WORK ITEM -
Only one stretch of the records below should be repeated. It starts with the line containing "<point>179,7</point>" and goes on through the line containing "<point>221,27</point>", exactly as written.
━━━━━ INPUT MATERIAL
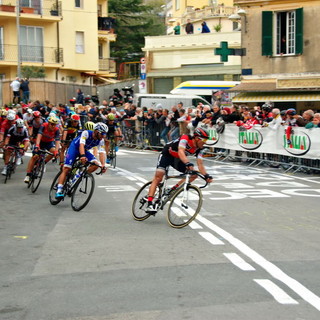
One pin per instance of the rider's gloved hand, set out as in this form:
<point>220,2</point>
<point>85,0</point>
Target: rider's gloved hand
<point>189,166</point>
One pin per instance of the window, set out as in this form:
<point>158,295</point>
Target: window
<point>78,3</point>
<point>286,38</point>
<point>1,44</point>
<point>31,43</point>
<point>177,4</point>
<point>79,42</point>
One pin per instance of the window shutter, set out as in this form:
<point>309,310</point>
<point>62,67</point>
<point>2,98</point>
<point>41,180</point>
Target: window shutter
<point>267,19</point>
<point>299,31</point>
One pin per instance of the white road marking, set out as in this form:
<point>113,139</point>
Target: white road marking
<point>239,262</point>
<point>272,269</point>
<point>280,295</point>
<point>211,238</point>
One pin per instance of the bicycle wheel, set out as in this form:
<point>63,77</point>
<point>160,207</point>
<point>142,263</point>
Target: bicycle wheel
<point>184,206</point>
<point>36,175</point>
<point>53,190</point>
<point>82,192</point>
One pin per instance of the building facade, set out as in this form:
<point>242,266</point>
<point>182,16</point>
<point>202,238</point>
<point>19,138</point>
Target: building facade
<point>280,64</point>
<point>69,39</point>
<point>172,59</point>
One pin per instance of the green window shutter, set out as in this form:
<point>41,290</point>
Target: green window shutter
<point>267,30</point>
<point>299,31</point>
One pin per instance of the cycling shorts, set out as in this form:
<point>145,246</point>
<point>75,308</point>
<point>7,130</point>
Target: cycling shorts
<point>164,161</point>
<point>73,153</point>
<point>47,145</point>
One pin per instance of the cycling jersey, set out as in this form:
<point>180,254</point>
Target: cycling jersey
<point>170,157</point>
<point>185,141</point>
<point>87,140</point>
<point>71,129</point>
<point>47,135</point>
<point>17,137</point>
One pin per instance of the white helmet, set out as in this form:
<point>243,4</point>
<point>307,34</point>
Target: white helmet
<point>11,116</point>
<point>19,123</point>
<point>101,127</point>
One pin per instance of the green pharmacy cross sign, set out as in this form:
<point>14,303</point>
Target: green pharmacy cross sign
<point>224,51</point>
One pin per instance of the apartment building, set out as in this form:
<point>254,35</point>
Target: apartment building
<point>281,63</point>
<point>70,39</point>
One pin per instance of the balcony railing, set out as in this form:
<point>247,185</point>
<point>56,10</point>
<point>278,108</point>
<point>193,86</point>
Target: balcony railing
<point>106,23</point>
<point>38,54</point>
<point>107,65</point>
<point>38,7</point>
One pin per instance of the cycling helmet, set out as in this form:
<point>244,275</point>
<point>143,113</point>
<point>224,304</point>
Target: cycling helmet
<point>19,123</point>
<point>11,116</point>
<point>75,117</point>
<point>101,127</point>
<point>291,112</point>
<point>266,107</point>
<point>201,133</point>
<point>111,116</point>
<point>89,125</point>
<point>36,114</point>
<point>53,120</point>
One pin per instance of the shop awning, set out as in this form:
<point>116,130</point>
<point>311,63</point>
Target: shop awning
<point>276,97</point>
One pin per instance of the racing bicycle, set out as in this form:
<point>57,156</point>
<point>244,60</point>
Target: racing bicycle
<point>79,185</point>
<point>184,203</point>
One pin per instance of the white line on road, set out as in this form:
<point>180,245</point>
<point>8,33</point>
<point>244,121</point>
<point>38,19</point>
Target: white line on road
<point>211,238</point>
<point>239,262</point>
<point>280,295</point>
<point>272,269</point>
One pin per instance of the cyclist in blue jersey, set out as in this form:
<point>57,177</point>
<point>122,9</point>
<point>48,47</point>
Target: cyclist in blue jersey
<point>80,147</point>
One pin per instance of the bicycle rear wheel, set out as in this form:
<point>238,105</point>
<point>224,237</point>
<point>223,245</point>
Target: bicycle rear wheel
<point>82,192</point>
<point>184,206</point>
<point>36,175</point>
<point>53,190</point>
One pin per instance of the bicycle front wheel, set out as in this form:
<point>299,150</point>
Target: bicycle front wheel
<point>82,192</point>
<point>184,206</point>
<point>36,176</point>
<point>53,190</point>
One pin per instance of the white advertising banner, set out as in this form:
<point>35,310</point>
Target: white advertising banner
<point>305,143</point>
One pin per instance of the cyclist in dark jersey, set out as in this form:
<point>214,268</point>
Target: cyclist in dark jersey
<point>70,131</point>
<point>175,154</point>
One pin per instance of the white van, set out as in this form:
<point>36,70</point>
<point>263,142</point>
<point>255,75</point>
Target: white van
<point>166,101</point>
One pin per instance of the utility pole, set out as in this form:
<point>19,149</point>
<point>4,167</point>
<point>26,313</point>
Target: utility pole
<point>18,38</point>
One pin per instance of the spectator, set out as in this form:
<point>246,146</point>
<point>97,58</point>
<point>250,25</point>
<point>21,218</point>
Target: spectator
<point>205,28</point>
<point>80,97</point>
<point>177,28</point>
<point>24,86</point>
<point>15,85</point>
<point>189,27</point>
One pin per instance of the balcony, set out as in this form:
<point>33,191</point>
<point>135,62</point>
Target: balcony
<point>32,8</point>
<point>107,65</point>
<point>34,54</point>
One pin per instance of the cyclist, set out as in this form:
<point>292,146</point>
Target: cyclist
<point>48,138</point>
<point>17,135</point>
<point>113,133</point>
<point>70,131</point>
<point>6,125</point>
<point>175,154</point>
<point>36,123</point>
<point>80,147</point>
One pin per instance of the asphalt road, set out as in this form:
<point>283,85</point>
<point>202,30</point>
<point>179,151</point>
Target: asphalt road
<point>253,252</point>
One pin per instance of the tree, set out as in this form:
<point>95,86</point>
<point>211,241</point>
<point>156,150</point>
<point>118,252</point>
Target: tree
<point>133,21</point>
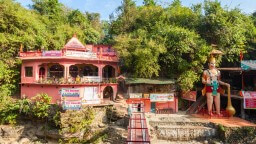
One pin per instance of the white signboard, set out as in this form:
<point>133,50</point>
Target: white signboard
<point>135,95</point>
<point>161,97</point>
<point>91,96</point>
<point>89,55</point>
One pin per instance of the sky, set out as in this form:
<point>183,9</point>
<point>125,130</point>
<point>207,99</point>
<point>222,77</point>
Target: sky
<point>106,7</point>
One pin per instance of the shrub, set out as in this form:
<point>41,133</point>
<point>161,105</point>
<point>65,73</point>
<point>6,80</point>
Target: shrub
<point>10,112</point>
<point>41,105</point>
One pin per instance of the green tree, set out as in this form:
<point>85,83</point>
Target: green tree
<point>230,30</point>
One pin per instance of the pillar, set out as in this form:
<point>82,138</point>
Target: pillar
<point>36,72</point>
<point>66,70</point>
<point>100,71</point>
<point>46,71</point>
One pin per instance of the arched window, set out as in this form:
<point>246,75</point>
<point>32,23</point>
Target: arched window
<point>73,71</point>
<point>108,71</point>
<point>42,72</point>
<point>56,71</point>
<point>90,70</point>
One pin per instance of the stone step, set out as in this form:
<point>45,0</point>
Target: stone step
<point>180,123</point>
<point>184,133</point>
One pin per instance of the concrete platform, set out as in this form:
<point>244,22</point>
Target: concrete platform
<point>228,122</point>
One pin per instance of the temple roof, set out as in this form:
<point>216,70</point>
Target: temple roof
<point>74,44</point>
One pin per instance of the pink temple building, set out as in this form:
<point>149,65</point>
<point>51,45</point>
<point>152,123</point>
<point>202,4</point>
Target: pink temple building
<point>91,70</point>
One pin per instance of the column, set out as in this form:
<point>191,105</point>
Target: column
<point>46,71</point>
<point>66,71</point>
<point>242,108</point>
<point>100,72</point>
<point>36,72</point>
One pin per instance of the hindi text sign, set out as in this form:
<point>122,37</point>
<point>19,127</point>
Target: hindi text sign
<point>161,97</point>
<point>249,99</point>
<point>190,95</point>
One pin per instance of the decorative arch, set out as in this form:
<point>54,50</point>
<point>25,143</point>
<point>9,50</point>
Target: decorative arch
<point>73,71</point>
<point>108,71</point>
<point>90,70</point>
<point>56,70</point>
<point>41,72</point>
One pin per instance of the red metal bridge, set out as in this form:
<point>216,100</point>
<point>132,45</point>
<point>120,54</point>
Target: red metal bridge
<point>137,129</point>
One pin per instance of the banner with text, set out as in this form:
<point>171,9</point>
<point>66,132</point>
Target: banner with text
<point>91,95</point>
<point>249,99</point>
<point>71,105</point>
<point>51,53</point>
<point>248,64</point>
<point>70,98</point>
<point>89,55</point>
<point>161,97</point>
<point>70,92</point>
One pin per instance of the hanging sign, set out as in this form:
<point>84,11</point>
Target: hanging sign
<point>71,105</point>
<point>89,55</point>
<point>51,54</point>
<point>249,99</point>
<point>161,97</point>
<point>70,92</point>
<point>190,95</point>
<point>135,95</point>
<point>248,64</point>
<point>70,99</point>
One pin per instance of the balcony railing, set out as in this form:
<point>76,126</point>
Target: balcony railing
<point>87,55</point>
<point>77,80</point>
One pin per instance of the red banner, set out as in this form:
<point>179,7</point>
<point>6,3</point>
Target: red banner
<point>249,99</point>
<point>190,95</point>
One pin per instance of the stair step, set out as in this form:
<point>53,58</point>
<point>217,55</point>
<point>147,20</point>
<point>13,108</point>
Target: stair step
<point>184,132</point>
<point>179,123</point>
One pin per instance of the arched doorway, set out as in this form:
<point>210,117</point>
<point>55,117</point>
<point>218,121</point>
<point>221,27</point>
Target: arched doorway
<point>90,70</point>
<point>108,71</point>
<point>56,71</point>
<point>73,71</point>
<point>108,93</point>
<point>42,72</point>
━━━━━━━━━━
━━━━━ INPUT MATERIAL
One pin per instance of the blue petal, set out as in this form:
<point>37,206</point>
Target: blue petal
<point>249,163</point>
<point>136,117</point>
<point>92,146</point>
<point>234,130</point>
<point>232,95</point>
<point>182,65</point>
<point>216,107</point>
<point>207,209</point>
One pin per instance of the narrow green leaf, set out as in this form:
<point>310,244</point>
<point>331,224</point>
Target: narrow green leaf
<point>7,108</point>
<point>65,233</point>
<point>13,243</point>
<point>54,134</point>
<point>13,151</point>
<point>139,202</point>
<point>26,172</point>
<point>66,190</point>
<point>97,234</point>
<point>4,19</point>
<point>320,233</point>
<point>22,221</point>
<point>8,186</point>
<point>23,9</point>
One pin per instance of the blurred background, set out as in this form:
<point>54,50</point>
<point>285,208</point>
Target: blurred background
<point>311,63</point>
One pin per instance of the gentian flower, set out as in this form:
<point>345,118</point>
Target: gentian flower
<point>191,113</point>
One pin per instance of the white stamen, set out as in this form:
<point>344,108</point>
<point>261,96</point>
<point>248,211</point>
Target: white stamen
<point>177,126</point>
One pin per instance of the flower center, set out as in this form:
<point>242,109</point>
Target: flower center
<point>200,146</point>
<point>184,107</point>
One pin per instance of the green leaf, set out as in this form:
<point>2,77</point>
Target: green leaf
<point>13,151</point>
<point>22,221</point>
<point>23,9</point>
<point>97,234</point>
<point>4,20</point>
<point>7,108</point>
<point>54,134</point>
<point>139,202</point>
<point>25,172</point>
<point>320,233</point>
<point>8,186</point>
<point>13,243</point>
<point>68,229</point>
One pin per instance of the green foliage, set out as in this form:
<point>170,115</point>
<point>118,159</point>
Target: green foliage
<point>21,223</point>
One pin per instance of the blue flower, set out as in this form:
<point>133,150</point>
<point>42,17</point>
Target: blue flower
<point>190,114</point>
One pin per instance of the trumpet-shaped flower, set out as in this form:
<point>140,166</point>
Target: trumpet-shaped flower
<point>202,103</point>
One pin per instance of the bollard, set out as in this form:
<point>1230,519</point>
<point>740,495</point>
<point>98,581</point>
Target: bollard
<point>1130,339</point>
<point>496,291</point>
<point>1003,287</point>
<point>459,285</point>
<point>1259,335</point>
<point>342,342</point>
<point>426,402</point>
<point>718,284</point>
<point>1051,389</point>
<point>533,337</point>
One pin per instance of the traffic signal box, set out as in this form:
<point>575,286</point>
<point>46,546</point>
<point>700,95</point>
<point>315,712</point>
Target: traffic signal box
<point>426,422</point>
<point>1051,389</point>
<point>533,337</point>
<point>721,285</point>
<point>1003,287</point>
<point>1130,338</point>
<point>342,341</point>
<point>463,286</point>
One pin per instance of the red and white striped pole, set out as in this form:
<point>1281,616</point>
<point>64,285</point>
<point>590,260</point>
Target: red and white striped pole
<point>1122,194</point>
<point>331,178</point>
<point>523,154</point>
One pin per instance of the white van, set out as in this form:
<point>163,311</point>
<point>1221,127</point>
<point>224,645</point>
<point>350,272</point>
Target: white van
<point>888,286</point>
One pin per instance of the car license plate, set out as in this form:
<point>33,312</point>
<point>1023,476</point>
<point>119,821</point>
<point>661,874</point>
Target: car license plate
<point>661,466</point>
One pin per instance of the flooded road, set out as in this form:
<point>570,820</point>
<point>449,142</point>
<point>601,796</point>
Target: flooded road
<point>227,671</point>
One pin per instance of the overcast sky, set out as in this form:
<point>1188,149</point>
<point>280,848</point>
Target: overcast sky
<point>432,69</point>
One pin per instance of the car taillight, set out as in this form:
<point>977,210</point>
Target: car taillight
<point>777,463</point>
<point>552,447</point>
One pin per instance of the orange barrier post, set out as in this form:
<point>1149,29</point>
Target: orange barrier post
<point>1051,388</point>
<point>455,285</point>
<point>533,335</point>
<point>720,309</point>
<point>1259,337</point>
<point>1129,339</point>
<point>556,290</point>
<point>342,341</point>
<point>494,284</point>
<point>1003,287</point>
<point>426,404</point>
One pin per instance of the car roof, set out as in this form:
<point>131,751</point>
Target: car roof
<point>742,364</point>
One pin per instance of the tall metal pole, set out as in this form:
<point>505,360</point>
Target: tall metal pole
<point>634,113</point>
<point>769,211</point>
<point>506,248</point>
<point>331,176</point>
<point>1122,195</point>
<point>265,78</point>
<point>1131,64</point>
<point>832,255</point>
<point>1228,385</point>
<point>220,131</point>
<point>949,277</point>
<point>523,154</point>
━━━━━━━━━━
TASK RESULT -
<point>179,7</point>
<point>6,3</point>
Target: red banner
<point>249,99</point>
<point>190,95</point>
One pin per instance of the stair step, set out as in this form:
<point>53,58</point>
<point>217,55</point>
<point>147,20</point>
<point>13,108</point>
Target: stair step
<point>184,132</point>
<point>179,123</point>
One pin per instance of the arched doorway, set out as in this form:
<point>210,117</point>
<point>55,117</point>
<point>218,121</point>
<point>221,27</point>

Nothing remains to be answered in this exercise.